→ **Task goal**:
In the entries that follow, find the line containing "76, row 87."; from there, copy every line exactly through the line containing "column 1, row 15.".

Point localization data
.....

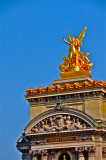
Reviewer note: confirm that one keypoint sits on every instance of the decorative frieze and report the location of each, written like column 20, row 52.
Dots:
column 59, row 123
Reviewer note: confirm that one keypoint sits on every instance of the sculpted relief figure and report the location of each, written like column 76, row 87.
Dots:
column 59, row 123
column 75, row 59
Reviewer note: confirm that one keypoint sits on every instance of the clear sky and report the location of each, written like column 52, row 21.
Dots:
column 31, row 49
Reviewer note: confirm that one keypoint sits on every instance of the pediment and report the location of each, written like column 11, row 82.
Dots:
column 60, row 121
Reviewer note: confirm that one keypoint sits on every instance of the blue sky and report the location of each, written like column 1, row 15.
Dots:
column 31, row 49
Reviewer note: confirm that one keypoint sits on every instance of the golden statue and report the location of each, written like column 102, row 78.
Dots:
column 76, row 61
column 64, row 157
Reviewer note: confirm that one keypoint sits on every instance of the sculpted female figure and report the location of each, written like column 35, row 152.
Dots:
column 74, row 50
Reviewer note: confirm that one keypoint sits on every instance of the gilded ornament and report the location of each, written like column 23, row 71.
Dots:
column 76, row 65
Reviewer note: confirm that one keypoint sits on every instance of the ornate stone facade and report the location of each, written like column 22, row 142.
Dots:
column 67, row 121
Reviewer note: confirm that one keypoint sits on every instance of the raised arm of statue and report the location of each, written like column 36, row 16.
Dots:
column 66, row 41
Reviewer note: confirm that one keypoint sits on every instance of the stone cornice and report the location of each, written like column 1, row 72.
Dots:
column 67, row 87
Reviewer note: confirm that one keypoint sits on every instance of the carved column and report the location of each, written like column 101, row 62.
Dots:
column 98, row 155
column 104, row 153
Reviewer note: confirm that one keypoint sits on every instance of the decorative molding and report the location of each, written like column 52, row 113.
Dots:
column 66, row 87
column 60, row 123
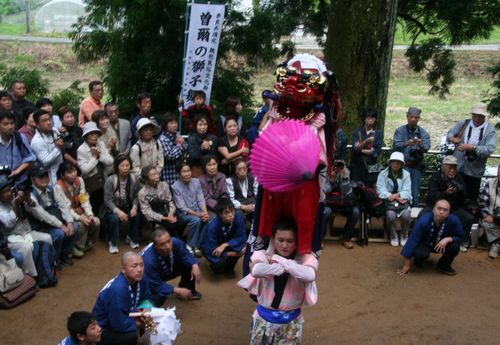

.....

→ **Completed exercise**:
Reviewer note: confirm that one keypoint sits on every instance of the sculpted relief figure and report the location of each, written like column 76, row 87.
Dots:
column 59, row 123
column 75, row 59
Reviewer note: confirm that one keypoint sits on every instance of the clear sky and report the location of each, written like column 52, row 21.
Dots:
column 31, row 49
Reviewer note: confirm that one keypoint sits on every instance of the pediment and report the location of each, written like column 11, row 82.
Dots:
column 60, row 121
Reviewer note: confirm that one keypoint sits on every instance of the blue sky and report the location of each, written like column 1, row 15.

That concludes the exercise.